**AIM OF THE EXERCISE:**
Write the lines below as a numbered list, skipping any blank lines and leaving the pictures out.
|---|
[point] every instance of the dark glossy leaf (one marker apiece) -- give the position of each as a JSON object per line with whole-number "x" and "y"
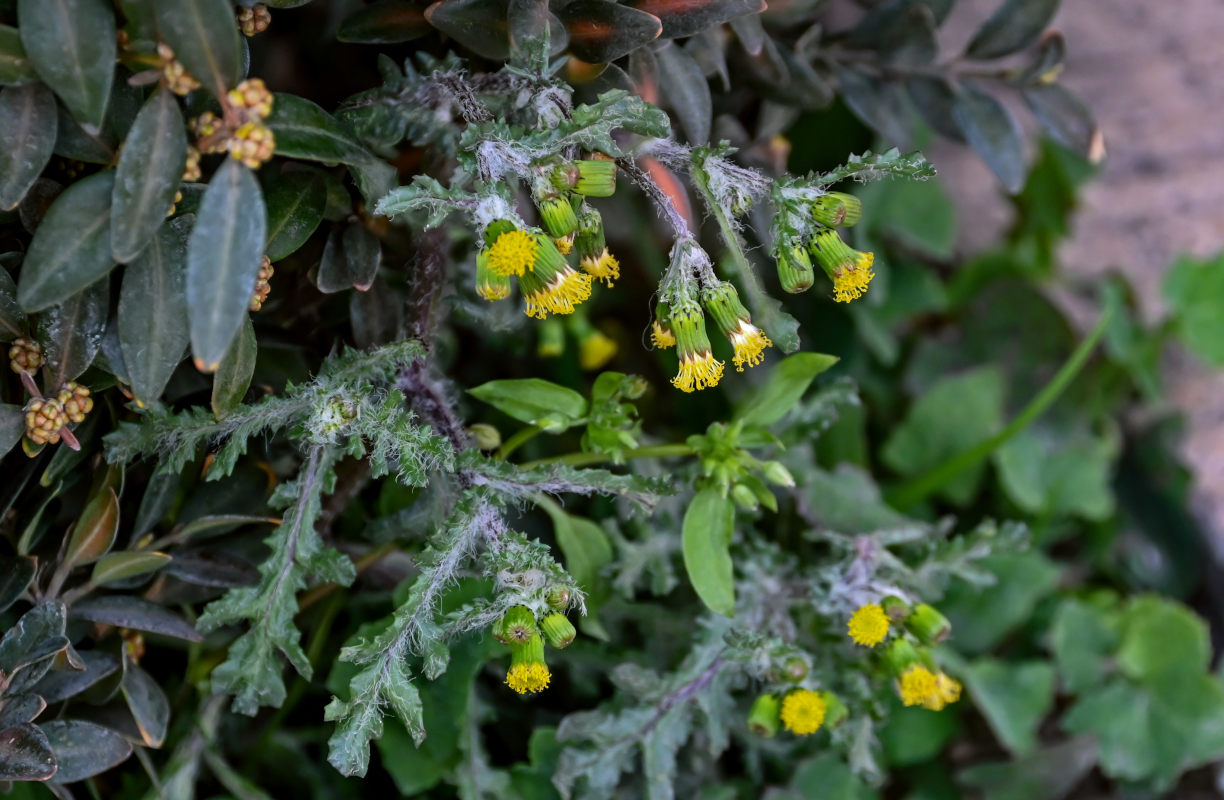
{"x": 148, "y": 175}
{"x": 686, "y": 17}
{"x": 149, "y": 707}
{"x": 153, "y": 311}
{"x": 16, "y": 573}
{"x": 709, "y": 524}
{"x": 233, "y": 378}
{"x": 205, "y": 39}
{"x": 223, "y": 262}
{"x": 71, "y": 247}
{"x": 15, "y": 65}
{"x": 61, "y": 684}
{"x": 83, "y": 749}
{"x": 71, "y": 333}
{"x": 687, "y": 92}
{"x": 1067, "y": 120}
{"x": 602, "y": 31}
{"x": 138, "y": 614}
{"x": 295, "y": 202}
{"x": 26, "y": 754}
{"x": 992, "y": 131}
{"x": 27, "y": 120}
{"x": 1014, "y": 26}
{"x": 94, "y": 531}
{"x": 71, "y": 43}
{"x": 384, "y": 22}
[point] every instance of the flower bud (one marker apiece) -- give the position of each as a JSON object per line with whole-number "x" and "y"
{"x": 837, "y": 209}
{"x": 928, "y": 625}
{"x": 764, "y": 717}
{"x": 558, "y": 630}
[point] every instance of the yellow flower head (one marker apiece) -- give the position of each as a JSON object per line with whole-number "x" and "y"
{"x": 918, "y": 685}
{"x": 803, "y": 712}
{"x": 869, "y": 625}
{"x": 513, "y": 252}
{"x": 848, "y": 268}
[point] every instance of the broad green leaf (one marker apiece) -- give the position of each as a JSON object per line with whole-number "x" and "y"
{"x": 955, "y": 414}
{"x": 71, "y": 247}
{"x": 94, "y": 531}
{"x": 783, "y": 387}
{"x": 1015, "y": 25}
{"x": 709, "y": 524}
{"x": 149, "y": 707}
{"x": 687, "y": 92}
{"x": 223, "y": 262}
{"x": 71, "y": 43}
{"x": 602, "y": 32}
{"x": 992, "y": 131}
{"x": 233, "y": 378}
{"x": 153, "y": 311}
{"x": 71, "y": 333}
{"x": 15, "y": 65}
{"x": 136, "y": 613}
{"x": 1014, "y": 697}
{"x": 26, "y": 754}
{"x": 205, "y": 38}
{"x": 535, "y": 401}
{"x": 148, "y": 175}
{"x": 384, "y": 22}
{"x": 83, "y": 749}
{"x": 116, "y": 566}
{"x": 295, "y": 202}
{"x": 27, "y": 125}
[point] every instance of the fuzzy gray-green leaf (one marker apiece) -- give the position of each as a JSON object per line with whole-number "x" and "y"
{"x": 148, "y": 175}
{"x": 153, "y": 311}
{"x": 71, "y": 247}
{"x": 71, "y": 43}
{"x": 223, "y": 262}
{"x": 27, "y": 120}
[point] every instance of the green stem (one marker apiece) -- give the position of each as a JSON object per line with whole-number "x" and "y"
{"x": 514, "y": 442}
{"x": 588, "y": 459}
{"x": 912, "y": 492}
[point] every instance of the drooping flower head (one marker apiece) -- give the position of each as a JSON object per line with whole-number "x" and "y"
{"x": 528, "y": 673}
{"x": 593, "y": 252}
{"x": 848, "y": 268}
{"x": 699, "y": 370}
{"x": 803, "y": 712}
{"x": 736, "y": 323}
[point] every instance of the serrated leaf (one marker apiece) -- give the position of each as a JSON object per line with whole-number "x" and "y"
{"x": 384, "y": 22}
{"x": 223, "y": 262}
{"x": 709, "y": 525}
{"x": 205, "y": 38}
{"x": 1015, "y": 25}
{"x": 782, "y": 389}
{"x": 71, "y": 44}
{"x": 148, "y": 175}
{"x": 136, "y": 613}
{"x": 71, "y": 247}
{"x": 535, "y": 401}
{"x": 153, "y": 311}
{"x": 687, "y": 92}
{"x": 601, "y": 31}
{"x": 94, "y": 531}
{"x": 295, "y": 202}
{"x": 15, "y": 65}
{"x": 71, "y": 333}
{"x": 116, "y": 566}
{"x": 992, "y": 131}
{"x": 83, "y": 749}
{"x": 233, "y": 377}
{"x": 27, "y": 124}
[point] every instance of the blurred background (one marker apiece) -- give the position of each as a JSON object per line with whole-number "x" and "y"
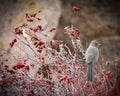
|---|
**PROBLEM SOLUTION:**
1. [point] every instance of the dark glossy leaf (one marker apiece) -- give the position of each as a JSON object per line with whole-number "x" and "y"
2. {"x": 148, "y": 175}
3. {"x": 686, "y": 17}
4. {"x": 149, "y": 707}
5. {"x": 153, "y": 311}
6. {"x": 16, "y": 573}
7. {"x": 709, "y": 524}
8. {"x": 233, "y": 378}
9. {"x": 205, "y": 39}
10. {"x": 223, "y": 262}
11. {"x": 71, "y": 247}
12. {"x": 15, "y": 65}
13. {"x": 61, "y": 684}
14. {"x": 83, "y": 749}
15. {"x": 71, "y": 333}
16. {"x": 687, "y": 92}
17. {"x": 1067, "y": 120}
18. {"x": 602, "y": 31}
19. {"x": 138, "y": 614}
20. {"x": 295, "y": 202}
21. {"x": 26, "y": 754}
22. {"x": 992, "y": 131}
23. {"x": 27, "y": 120}
24. {"x": 1014, "y": 26}
25. {"x": 94, "y": 531}
26. {"x": 71, "y": 43}
27. {"x": 384, "y": 22}
28. [point] every instance of the flower bud (one marker apiece) -- give the position of each as a JSON object per line with whole-number "x" and "y"
29. {"x": 837, "y": 209}
30. {"x": 928, "y": 625}
31. {"x": 764, "y": 717}
32. {"x": 558, "y": 630}
33. [point] every instance of the yellow flower head (one marker apiece) -- give the position of each as a JSON object per line with whole-number "x" and "y"
34. {"x": 918, "y": 685}
35. {"x": 803, "y": 712}
36. {"x": 869, "y": 625}
37. {"x": 513, "y": 252}
38. {"x": 848, "y": 268}
39. [point] every instance of the broad green leaf (one marker apiece) -- give the position of each as a JSON object per line with whole-number "x" and "y"
40. {"x": 955, "y": 414}
41. {"x": 71, "y": 247}
42. {"x": 94, "y": 531}
43. {"x": 783, "y": 387}
44. {"x": 1015, "y": 25}
45. {"x": 709, "y": 524}
46. {"x": 149, "y": 707}
47. {"x": 687, "y": 92}
48. {"x": 223, "y": 262}
49. {"x": 71, "y": 43}
50. {"x": 602, "y": 32}
51. {"x": 992, "y": 131}
52. {"x": 233, "y": 378}
53. {"x": 153, "y": 311}
54. {"x": 71, "y": 333}
55. {"x": 15, "y": 65}
56. {"x": 136, "y": 613}
57. {"x": 1014, "y": 697}
58. {"x": 26, "y": 754}
59. {"x": 205, "y": 38}
60. {"x": 535, "y": 401}
61. {"x": 148, "y": 175}
62. {"x": 384, "y": 22}
63. {"x": 83, "y": 749}
64. {"x": 116, "y": 566}
65. {"x": 295, "y": 202}
66. {"x": 27, "y": 125}
67. [point] every instance of the fuzzy gray-green leaf (one marker apiece) -- give the position of each as a JSON object per line with whole-number "x" and "y"
68. {"x": 148, "y": 175}
69. {"x": 153, "y": 311}
70. {"x": 71, "y": 247}
71. {"x": 71, "y": 43}
72. {"x": 223, "y": 262}
73. {"x": 27, "y": 120}
74. [point] every instance of the green stem (one marker apiece) -- give the position of each as a JSON object per line with whole-number "x" and "y"
75. {"x": 514, "y": 442}
76. {"x": 588, "y": 459}
77. {"x": 912, "y": 492}
78. [point] every instance of the drooping flower head (one marker apiece) -- give the position of each as a JSON object per line with whole-number "x" and "y"
79. {"x": 528, "y": 673}
80. {"x": 593, "y": 252}
81. {"x": 848, "y": 268}
82. {"x": 699, "y": 370}
83. {"x": 803, "y": 712}
84. {"x": 736, "y": 323}
85. [point] every instance of the serrated leaf (one marker apiece) -- give the position of each as a JSON object per line with whole-number "x" and "y"
86. {"x": 384, "y": 22}
87. {"x": 223, "y": 262}
88. {"x": 709, "y": 525}
89. {"x": 205, "y": 38}
90. {"x": 1015, "y": 25}
91. {"x": 782, "y": 389}
92. {"x": 71, "y": 44}
93. {"x": 148, "y": 175}
94. {"x": 136, "y": 613}
95. {"x": 71, "y": 247}
96. {"x": 535, "y": 401}
97. {"x": 153, "y": 311}
98. {"x": 687, "y": 92}
99. {"x": 601, "y": 31}
100. {"x": 94, "y": 531}
101. {"x": 295, "y": 202}
102. {"x": 15, "y": 65}
103. {"x": 71, "y": 333}
104. {"x": 116, "y": 566}
105. {"x": 992, "y": 131}
106. {"x": 83, "y": 749}
107. {"x": 233, "y": 377}
108. {"x": 27, "y": 124}
109. [point] every instance of the blurred background (one marker apiece) -- give the position of each as a JSON object per line with whole-number "x" and "y"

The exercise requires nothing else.